▶ [WRITTEN EXERCISE 1] In the blog post, what has Liz promised to keep posting?

▶ [PROVIDED TEXT]

________________________________________

What are YOU doing here?


Why are you back? I thought you guys were completely and totally like Pouff!

Not so, grasshopper. Squawk Radio has ceased existence as a “daily blog” but as all karmic experiences, now that we have mastered this existence, we are recreated in another.
Yeah, yeah, right. But what does that mean to ME, the Squawk Blog reader?

Well, you’ll have to go other places for a daily blog fix. The obvious choice is to trundle right on over to the Squawkers’ individual blogs. Both Teresa and Liz have their very own blogs.  Right now Teresa has simply gathered all of her Squawk blogs there but if she gets wildly inspired, she may post a couple of blogs a month.  She’ll try to alert you with her newsletter, so be sure and sign up.  And the beat goes on with Liz, who has promised to keep posting her music blogs.  I do know both women well enough to be confident that there’ll be plenty of babbl---er, writing going on.

Teresa’s blog is at:
http://www.teresamedeiros.blogspot.com
and Liz’s blog is at:
http://bevarly.blogspot.com

and forget not that Christina,too, will be recycling her blogs but she’ll be doing so on her own site at
www.christinadodd.com

and Eloisa has a smokin’ bulletin board at:
www.eloisajames.com

and I am starting to play with videoblogs and making my own trailers, so soon (like this week) for those of you who are into campy amateurism, check out:
www.conniebrockway.com

Lisa has a different approach to this whole promotional thing. She works without pause on her books. Huh.

________________________________________

▶ [THE INPUT]
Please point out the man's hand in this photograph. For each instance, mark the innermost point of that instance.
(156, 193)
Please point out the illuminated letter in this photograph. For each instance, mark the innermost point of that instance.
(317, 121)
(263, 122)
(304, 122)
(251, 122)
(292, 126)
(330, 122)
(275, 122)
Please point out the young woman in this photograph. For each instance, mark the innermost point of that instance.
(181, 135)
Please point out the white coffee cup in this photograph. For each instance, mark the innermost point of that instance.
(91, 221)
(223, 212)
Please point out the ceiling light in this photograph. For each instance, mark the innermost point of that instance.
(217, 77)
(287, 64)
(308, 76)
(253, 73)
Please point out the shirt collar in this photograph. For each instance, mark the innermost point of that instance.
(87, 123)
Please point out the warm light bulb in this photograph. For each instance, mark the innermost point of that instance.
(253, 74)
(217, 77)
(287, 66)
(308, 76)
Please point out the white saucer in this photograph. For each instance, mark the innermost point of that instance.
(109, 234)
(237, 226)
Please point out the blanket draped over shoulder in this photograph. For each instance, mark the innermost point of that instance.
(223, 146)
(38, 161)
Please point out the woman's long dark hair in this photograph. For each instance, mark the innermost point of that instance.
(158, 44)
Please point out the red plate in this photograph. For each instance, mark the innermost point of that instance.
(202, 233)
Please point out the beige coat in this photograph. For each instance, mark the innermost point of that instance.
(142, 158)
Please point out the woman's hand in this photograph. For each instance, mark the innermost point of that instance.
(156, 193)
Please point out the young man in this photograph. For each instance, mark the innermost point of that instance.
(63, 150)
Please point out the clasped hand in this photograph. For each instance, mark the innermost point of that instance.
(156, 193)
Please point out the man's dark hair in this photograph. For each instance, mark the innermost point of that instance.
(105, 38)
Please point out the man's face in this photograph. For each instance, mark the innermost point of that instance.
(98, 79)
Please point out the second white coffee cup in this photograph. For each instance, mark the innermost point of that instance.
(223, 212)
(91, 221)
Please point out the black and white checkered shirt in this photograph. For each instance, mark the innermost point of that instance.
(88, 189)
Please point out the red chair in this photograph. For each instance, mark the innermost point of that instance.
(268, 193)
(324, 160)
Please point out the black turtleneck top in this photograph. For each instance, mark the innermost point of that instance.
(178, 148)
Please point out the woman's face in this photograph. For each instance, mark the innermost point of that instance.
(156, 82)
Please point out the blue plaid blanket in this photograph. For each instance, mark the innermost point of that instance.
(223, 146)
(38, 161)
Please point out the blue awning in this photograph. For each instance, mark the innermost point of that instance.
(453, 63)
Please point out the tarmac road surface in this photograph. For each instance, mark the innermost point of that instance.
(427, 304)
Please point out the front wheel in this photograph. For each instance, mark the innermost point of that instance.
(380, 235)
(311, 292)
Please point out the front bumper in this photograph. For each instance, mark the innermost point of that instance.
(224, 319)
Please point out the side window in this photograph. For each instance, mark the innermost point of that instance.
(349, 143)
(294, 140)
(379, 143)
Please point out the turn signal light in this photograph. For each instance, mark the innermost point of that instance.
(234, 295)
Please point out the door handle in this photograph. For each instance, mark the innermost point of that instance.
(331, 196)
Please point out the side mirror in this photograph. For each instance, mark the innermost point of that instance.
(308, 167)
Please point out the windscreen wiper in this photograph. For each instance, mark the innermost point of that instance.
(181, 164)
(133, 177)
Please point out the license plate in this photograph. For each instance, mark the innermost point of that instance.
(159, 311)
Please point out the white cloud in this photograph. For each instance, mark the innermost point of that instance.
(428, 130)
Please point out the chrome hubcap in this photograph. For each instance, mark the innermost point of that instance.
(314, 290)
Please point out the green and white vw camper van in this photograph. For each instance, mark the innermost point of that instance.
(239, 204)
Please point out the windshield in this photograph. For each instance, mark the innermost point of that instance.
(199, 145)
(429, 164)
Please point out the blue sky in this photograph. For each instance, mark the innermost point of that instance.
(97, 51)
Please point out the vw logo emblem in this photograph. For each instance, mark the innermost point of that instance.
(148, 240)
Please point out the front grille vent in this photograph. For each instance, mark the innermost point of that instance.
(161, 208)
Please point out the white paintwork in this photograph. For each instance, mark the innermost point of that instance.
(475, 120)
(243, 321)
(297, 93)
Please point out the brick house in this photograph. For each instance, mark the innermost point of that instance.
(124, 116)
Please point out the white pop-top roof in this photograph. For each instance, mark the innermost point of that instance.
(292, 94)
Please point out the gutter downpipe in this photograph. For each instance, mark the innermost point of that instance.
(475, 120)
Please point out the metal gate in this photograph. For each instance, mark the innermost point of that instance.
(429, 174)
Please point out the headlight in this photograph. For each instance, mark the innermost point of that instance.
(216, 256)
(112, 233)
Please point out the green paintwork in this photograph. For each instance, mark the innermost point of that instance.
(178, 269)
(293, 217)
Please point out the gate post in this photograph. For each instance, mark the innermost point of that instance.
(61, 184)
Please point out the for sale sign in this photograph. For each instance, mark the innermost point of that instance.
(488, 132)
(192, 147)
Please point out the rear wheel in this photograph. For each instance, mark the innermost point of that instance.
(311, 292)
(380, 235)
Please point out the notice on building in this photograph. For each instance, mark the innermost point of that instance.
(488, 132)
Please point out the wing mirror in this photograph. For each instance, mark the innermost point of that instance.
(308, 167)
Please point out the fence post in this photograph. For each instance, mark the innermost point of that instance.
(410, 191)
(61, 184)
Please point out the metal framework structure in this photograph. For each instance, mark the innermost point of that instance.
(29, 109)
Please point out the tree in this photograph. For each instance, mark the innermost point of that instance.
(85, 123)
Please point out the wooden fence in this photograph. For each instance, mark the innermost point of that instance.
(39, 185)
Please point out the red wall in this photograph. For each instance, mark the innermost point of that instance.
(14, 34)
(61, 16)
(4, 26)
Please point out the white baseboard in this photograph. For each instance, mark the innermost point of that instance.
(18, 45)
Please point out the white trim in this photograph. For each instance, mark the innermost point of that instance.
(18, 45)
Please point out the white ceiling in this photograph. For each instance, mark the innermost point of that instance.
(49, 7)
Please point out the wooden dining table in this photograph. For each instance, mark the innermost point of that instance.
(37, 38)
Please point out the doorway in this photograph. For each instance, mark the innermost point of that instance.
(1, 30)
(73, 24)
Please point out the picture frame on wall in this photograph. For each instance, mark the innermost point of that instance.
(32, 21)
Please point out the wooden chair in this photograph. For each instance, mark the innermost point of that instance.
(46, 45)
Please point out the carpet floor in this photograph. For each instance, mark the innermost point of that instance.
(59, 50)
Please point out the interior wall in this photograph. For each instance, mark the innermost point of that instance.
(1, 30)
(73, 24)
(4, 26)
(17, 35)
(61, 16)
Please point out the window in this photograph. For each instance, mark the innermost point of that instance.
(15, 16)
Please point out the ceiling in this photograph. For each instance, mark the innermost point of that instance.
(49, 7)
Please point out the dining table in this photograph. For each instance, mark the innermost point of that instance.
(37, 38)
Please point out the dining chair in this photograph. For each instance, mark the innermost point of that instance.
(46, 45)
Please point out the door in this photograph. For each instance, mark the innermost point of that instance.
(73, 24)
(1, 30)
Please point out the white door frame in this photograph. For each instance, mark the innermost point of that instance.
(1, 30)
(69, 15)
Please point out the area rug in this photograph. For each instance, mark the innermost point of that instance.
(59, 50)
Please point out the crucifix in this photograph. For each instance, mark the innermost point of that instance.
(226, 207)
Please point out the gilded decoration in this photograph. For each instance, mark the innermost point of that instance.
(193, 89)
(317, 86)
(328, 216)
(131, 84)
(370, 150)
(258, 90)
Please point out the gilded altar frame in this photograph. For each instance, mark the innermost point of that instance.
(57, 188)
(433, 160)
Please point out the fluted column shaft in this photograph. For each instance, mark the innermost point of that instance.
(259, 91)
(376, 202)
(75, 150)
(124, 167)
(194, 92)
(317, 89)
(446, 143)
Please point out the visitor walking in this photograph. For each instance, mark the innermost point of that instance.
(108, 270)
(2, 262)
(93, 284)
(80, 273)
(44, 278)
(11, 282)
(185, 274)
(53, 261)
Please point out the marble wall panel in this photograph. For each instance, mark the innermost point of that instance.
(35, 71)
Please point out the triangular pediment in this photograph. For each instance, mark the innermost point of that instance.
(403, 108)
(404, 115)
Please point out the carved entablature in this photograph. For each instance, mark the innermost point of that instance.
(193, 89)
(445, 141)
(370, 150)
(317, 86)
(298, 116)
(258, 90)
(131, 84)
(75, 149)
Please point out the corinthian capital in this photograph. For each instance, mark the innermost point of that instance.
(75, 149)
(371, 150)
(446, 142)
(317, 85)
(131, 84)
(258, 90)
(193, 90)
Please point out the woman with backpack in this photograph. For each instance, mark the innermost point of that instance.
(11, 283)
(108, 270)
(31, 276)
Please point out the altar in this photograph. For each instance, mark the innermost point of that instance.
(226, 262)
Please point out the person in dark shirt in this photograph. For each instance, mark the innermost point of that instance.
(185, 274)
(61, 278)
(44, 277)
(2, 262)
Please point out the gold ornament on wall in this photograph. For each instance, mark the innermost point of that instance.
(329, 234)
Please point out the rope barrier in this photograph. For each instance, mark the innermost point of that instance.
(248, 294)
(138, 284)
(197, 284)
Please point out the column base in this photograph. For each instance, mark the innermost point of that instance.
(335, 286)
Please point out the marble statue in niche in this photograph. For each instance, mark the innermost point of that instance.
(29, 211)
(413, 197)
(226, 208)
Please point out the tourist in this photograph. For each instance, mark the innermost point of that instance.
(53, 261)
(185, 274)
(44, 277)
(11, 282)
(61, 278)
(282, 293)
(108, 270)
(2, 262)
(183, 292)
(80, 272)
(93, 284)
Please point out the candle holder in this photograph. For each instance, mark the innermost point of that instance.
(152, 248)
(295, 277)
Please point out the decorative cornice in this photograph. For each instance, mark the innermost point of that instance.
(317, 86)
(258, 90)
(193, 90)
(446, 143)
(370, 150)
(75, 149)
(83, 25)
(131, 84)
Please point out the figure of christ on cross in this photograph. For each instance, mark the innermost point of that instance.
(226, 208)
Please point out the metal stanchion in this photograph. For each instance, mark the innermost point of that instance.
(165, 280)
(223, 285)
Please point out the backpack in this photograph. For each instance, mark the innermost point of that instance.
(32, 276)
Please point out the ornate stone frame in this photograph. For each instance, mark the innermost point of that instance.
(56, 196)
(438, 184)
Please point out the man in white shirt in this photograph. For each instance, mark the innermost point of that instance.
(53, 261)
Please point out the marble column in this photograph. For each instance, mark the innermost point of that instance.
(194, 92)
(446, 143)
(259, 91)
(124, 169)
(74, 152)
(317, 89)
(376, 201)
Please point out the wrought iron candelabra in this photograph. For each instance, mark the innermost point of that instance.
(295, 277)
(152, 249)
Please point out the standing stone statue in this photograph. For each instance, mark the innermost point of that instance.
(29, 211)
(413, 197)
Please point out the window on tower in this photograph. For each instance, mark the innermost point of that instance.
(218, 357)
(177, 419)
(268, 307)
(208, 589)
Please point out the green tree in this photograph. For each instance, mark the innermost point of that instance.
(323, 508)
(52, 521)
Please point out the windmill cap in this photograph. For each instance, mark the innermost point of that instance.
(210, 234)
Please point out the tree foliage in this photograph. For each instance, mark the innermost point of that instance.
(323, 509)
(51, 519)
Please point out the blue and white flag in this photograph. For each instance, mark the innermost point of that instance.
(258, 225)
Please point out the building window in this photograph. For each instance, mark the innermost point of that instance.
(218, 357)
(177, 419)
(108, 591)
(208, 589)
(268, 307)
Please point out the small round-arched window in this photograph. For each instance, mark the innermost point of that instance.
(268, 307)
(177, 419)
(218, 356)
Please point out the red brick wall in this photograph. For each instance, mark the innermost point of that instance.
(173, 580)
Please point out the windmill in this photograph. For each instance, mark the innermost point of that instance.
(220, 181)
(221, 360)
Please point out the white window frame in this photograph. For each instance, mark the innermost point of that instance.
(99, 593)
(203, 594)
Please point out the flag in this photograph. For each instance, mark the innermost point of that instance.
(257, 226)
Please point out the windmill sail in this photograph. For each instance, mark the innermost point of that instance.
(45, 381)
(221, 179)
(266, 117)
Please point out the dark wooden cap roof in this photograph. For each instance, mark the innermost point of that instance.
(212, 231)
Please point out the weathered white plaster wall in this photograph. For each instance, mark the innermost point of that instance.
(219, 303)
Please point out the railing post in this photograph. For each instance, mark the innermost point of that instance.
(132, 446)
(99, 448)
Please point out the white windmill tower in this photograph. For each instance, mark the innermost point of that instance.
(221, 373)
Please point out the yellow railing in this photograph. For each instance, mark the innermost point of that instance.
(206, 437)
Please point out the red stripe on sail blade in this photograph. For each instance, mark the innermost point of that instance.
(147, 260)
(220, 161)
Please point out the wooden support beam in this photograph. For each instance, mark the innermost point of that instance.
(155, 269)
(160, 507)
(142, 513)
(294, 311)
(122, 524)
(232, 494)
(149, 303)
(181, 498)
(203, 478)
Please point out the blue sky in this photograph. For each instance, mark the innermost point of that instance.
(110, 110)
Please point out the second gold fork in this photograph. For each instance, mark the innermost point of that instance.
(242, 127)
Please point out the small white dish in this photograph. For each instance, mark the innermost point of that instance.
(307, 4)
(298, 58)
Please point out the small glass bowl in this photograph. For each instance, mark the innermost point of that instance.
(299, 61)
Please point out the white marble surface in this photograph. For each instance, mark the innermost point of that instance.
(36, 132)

________________________________________

▶ [WRITTEN EXERCISE 2] Select every line of the rows that contains the word "young". Case counts.

▶ [COMPLETE RESPONSE 1] Her music blogs.

▶ [COMPLETE RESPONSE 2]
Please point out the young woman in this photograph. For each instance, mark the innermost point of that instance.
Please point out the young man in this photograph. For each instance, mark the innermost point of that instance.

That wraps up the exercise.